__Task item__
Beginning with the line that holds "Point to the tweed" in the data below, give again every line through the one that holds "Point to the child's neck.", exactly as written.

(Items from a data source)
===
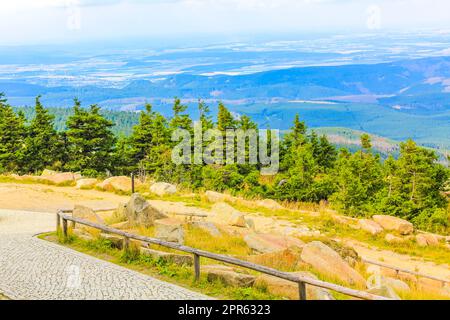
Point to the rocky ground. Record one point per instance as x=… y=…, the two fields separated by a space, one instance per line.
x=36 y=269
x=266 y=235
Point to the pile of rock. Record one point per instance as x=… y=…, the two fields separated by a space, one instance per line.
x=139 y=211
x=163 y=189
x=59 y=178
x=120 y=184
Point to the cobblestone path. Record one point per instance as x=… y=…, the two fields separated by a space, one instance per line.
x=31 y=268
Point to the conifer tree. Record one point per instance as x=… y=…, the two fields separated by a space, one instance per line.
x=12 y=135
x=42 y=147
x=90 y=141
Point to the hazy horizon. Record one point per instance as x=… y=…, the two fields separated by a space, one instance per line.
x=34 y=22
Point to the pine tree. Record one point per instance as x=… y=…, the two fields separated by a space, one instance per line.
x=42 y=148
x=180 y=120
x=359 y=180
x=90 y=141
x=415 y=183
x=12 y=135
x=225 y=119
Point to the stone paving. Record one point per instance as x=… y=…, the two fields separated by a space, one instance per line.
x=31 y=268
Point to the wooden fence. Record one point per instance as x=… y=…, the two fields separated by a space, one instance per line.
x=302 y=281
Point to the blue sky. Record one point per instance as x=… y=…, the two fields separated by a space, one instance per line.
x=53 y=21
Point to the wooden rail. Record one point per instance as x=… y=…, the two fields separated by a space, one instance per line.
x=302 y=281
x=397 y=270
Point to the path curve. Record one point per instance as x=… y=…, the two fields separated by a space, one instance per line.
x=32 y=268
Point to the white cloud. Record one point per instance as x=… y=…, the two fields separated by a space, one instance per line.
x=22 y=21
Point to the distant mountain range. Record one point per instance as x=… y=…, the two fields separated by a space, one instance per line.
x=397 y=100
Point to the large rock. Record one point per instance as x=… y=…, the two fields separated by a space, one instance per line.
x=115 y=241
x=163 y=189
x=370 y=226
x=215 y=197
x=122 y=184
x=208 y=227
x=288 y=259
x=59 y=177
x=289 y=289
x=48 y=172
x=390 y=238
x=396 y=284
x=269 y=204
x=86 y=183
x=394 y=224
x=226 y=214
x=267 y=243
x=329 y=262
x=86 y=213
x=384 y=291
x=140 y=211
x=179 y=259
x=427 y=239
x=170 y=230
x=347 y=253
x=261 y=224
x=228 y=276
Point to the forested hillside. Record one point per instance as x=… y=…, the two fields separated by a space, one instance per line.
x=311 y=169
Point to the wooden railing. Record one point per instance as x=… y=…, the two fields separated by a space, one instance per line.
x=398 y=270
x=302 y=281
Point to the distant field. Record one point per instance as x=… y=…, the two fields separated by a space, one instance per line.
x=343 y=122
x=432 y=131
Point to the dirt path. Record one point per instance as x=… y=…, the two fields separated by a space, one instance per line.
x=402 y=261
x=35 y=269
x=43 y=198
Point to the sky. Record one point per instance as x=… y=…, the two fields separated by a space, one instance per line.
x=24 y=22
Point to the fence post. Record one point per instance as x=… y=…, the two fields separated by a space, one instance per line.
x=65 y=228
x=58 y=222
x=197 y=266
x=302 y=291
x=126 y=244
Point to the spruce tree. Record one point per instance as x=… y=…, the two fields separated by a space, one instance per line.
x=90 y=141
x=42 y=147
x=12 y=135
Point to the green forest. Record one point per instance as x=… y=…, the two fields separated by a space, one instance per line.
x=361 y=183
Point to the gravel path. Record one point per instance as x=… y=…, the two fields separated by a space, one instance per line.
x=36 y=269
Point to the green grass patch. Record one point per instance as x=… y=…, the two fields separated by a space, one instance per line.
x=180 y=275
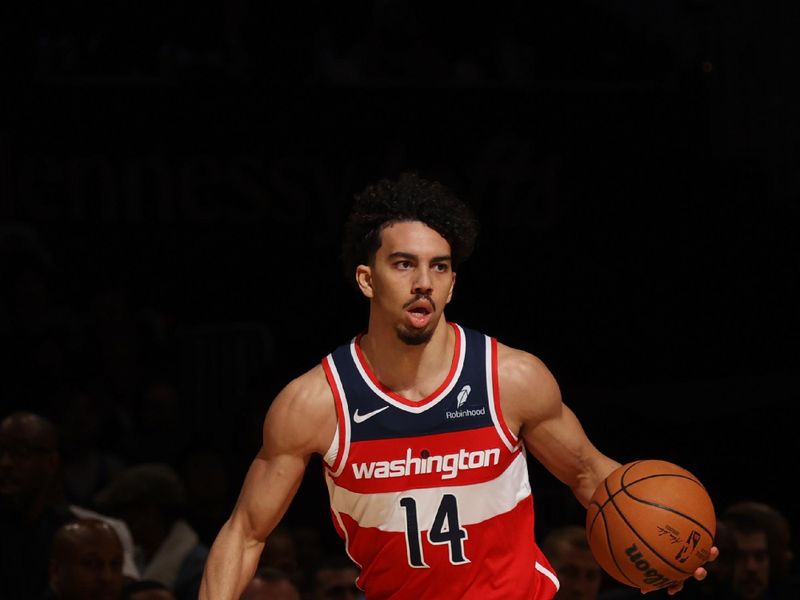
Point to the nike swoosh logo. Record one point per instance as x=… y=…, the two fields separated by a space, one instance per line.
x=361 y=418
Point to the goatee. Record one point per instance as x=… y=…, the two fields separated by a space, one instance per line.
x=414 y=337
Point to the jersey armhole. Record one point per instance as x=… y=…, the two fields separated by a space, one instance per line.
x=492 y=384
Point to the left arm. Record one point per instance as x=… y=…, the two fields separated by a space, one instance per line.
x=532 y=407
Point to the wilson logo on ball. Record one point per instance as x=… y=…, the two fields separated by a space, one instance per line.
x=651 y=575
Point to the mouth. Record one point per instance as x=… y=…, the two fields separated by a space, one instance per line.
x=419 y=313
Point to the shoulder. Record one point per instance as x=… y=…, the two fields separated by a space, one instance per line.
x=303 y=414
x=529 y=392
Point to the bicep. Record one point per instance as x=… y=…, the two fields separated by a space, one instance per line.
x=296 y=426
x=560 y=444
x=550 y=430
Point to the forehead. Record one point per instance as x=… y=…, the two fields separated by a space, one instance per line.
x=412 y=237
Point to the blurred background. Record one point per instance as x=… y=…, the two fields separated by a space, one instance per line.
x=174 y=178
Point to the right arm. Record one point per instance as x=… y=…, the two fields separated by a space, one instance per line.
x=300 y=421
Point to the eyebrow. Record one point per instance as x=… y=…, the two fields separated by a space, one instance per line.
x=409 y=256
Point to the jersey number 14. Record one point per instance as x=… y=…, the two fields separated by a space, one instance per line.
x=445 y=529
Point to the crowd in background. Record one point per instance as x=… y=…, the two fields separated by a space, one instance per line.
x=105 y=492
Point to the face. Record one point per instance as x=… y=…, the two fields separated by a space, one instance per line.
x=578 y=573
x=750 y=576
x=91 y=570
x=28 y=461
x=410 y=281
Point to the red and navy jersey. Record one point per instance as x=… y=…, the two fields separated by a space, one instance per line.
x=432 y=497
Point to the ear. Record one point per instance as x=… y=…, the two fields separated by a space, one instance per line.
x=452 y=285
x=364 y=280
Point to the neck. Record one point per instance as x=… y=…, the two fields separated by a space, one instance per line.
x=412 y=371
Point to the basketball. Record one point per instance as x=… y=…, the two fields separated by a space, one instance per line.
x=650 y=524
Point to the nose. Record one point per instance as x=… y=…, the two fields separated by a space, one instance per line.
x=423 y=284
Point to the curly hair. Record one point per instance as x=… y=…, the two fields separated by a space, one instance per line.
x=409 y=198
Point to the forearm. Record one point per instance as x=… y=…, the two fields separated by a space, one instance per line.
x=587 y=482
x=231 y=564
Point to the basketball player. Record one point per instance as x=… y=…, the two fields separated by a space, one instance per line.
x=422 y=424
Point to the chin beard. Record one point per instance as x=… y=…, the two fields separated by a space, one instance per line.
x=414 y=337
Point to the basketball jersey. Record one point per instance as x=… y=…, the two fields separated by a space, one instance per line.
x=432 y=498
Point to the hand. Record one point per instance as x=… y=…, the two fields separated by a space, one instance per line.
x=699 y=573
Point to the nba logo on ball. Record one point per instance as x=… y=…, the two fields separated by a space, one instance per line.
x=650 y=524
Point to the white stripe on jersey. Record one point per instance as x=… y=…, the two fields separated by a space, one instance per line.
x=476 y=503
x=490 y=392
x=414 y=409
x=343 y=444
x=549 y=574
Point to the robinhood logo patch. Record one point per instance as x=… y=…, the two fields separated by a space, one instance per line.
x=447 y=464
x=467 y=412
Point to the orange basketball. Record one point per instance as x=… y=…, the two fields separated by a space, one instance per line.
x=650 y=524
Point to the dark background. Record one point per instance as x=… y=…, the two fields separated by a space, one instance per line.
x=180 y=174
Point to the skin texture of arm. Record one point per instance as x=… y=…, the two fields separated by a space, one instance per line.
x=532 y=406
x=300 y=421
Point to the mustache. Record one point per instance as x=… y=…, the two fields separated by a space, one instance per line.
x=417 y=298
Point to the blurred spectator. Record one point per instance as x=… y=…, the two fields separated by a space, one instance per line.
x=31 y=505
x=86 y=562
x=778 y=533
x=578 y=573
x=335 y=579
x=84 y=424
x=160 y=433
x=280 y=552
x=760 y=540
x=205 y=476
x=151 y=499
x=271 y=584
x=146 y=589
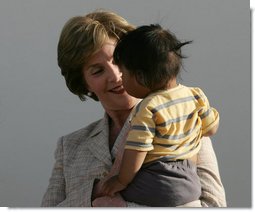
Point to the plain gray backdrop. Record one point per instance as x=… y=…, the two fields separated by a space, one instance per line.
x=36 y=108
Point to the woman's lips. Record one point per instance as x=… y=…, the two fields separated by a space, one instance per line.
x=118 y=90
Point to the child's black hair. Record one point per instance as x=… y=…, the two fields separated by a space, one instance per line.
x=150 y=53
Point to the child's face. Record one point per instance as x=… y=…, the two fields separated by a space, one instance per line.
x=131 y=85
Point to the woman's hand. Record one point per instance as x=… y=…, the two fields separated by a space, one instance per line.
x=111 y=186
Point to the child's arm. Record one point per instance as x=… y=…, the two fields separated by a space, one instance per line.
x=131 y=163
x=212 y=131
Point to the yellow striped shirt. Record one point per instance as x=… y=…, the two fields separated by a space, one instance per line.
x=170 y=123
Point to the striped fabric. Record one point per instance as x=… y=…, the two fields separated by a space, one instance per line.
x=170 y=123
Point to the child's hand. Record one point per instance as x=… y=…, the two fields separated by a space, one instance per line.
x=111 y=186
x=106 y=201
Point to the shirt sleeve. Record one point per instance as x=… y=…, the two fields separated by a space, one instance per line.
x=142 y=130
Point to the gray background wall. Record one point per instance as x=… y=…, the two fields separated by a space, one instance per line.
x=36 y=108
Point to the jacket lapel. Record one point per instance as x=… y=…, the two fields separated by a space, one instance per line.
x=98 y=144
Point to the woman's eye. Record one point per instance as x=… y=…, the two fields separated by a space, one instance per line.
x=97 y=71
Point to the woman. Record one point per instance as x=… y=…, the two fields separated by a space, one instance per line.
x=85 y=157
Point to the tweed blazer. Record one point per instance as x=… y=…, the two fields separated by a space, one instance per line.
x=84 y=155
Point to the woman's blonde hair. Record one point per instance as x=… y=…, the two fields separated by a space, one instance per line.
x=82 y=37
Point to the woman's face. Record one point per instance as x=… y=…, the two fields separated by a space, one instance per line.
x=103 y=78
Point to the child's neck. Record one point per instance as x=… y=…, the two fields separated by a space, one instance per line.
===
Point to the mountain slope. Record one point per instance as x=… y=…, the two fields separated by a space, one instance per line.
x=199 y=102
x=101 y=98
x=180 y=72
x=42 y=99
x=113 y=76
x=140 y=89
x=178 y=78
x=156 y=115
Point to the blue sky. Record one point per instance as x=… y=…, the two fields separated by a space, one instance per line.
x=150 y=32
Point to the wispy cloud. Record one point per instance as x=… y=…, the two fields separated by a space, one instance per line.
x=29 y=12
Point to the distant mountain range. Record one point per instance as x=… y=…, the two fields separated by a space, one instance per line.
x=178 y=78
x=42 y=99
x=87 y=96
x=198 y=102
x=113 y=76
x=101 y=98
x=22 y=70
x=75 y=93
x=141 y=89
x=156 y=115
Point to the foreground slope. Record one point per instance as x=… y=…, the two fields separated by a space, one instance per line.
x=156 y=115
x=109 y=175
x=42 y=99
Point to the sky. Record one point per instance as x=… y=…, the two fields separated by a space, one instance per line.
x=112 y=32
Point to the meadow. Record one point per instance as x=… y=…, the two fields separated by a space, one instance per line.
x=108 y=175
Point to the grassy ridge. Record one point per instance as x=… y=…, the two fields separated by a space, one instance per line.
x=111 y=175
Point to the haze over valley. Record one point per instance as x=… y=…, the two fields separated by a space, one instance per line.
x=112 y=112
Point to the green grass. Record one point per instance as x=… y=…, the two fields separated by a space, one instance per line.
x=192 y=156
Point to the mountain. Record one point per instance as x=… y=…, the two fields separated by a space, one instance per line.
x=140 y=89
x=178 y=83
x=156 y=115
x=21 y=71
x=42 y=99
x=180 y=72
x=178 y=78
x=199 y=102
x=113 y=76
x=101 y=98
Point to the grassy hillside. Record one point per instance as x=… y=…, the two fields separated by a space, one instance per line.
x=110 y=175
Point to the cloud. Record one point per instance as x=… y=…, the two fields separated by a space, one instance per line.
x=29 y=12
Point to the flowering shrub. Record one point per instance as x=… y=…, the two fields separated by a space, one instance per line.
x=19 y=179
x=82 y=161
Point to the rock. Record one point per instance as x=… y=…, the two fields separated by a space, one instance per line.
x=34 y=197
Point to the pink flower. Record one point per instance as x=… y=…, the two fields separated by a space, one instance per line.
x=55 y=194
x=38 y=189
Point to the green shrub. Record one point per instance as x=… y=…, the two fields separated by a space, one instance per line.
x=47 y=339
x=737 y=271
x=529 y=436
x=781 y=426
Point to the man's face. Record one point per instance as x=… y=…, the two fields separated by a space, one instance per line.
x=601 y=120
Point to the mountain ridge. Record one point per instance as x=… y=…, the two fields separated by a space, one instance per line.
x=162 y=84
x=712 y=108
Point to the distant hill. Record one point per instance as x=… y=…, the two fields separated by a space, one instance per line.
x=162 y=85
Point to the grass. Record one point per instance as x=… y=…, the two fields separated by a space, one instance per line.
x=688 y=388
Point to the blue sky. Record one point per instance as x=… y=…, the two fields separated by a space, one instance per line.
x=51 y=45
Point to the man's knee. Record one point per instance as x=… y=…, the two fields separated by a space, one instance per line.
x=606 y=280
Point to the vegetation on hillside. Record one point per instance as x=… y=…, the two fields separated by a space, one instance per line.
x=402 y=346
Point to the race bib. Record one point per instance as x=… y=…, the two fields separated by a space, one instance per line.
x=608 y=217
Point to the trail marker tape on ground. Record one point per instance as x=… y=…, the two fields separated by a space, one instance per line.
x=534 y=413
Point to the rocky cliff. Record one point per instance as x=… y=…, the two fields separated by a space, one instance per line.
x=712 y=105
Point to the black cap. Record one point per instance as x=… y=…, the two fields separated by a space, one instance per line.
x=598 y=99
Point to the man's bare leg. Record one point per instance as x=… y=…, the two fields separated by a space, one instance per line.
===
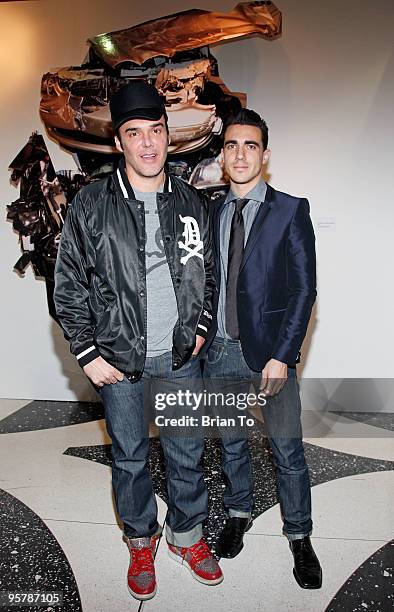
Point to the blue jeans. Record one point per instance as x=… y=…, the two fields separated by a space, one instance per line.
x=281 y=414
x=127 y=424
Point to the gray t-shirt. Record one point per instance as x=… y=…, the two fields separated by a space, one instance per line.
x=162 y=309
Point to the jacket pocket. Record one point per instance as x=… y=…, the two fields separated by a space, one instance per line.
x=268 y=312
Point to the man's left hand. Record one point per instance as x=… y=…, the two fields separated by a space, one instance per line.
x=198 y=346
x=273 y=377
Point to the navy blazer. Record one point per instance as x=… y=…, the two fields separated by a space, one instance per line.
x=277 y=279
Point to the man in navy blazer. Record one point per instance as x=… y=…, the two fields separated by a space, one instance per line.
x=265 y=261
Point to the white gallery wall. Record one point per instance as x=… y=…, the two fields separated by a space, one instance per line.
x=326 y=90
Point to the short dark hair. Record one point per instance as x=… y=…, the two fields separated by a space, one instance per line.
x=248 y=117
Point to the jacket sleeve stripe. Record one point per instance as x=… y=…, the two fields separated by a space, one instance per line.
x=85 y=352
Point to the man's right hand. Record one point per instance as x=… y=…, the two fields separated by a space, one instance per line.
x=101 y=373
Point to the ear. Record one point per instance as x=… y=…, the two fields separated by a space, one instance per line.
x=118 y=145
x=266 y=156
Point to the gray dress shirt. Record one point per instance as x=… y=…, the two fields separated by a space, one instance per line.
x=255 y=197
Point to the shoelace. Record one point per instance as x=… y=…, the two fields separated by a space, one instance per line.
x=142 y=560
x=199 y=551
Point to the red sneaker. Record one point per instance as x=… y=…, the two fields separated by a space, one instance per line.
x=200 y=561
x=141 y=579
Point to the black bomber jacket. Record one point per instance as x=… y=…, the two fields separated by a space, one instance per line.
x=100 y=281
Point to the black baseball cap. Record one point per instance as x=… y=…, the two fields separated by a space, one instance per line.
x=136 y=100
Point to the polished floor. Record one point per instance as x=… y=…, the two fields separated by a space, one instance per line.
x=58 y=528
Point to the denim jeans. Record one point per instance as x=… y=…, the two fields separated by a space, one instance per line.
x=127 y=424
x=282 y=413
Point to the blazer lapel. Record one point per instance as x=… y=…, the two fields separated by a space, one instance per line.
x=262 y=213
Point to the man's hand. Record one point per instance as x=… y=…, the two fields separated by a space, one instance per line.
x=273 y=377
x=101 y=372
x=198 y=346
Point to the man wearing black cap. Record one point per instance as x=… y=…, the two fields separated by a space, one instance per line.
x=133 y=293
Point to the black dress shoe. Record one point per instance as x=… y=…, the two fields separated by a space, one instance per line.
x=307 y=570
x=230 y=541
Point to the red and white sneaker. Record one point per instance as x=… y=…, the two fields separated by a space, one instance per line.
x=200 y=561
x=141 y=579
===
__Response area__
Point to the tweed blazer. Record one point per instance as x=… y=…, the two fields separated by a space, one instance per line.
x=84 y=155
Point to the woman's blonde hair. Record one point per instance as x=… y=…, the two fields separated by a space, one instance per line.
x=82 y=37
Point to the woman's face. Record one point per instance as x=… y=…, the two fields separated by a space, one instance per line.
x=103 y=78
Point to the child's neck. Record one point per instance as x=… y=…, the two fields separated by a space, one instance per line.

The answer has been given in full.